BEGIN MATERIAL SHOWN
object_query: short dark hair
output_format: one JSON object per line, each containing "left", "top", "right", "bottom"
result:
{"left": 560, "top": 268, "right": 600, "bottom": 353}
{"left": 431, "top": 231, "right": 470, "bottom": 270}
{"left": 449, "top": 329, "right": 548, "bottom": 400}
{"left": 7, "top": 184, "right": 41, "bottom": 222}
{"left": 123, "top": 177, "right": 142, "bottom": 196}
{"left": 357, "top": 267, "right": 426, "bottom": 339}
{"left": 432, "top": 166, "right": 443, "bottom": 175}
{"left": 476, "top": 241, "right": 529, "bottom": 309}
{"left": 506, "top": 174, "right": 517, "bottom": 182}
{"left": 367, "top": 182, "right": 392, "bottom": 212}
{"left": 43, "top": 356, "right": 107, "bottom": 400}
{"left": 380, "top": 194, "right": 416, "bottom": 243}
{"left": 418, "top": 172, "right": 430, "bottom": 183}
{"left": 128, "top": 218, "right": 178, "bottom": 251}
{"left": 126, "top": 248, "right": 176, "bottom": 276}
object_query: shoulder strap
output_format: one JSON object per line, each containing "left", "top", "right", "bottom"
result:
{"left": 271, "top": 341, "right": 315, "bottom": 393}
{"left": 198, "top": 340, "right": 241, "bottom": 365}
END MATERIAL SHOWN
▶ [DIRECTIONS]:
Return the entries in full. Do not alter them.

▶ [ANSWER BOX]:
object_query: short dark hair
output_format: one JSON object per line, each containing "left", "top", "right", "bottom"
result:
{"left": 560, "top": 268, "right": 600, "bottom": 353}
{"left": 431, "top": 231, "right": 470, "bottom": 270}
{"left": 449, "top": 329, "right": 548, "bottom": 400}
{"left": 7, "top": 184, "right": 41, "bottom": 222}
{"left": 123, "top": 177, "right": 142, "bottom": 196}
{"left": 357, "top": 267, "right": 426, "bottom": 339}
{"left": 432, "top": 166, "right": 443, "bottom": 175}
{"left": 476, "top": 241, "right": 529, "bottom": 309}
{"left": 506, "top": 174, "right": 517, "bottom": 182}
{"left": 367, "top": 182, "right": 392, "bottom": 212}
{"left": 43, "top": 356, "right": 107, "bottom": 400}
{"left": 380, "top": 194, "right": 416, "bottom": 243}
{"left": 418, "top": 172, "right": 430, "bottom": 183}
{"left": 128, "top": 218, "right": 178, "bottom": 251}
{"left": 126, "top": 248, "right": 176, "bottom": 276}
object_query: shoulder strap
output_format: one JSON object per line, each containing "left", "top", "right", "bottom"
result:
{"left": 271, "top": 341, "right": 315, "bottom": 393}
{"left": 198, "top": 340, "right": 241, "bottom": 365}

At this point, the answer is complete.